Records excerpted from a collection
____
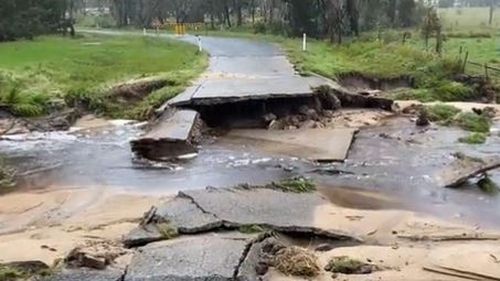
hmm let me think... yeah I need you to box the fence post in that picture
[302,33,307,52]
[197,35,203,52]
[462,51,469,73]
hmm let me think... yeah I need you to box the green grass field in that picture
[439,7,500,32]
[0,34,207,118]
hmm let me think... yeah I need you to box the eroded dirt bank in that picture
[2,183,499,281]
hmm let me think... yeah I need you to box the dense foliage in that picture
[0,0,69,41]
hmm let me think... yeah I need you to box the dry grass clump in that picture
[273,246,320,277]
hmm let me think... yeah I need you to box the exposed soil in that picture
[338,73,414,93]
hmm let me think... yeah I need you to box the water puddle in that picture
[1,117,499,228]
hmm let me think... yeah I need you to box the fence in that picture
[458,46,500,80]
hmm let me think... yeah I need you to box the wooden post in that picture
[462,51,469,73]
____
ASSIGNMENT: Please repeat the records above exactly, omitting any pictures they contain.

PROBLEM SOLUTION:
hmm let me think... yeah I need you to box the fence post in that picture
[302,33,307,52]
[197,35,203,52]
[462,51,469,73]
hmm let me think... yeah I need you to box the green grass field in that picture
[439,7,500,32]
[0,34,207,118]
hmm let me think... yeah I need you to box the eroded dirt bank in that picture
[2,183,499,281]
hmm let me think... yeah I need you to box the dense foliage in that picture
[0,0,69,41]
hmm let me think... yeah I need you to box the dry grass clump in that picture
[273,246,320,277]
hmm let me think... yeah I need you to box the exposed soil in that picture
[338,73,414,93]
hmm let me think... yeah I need you to box the water puddle in that picture
[1,117,499,228]
hmm let me think... yeah I need you to box the fence in that picture
[458,46,500,80]
hmm let me think... yeah I need you to box the wooden post in that picture
[462,51,469,73]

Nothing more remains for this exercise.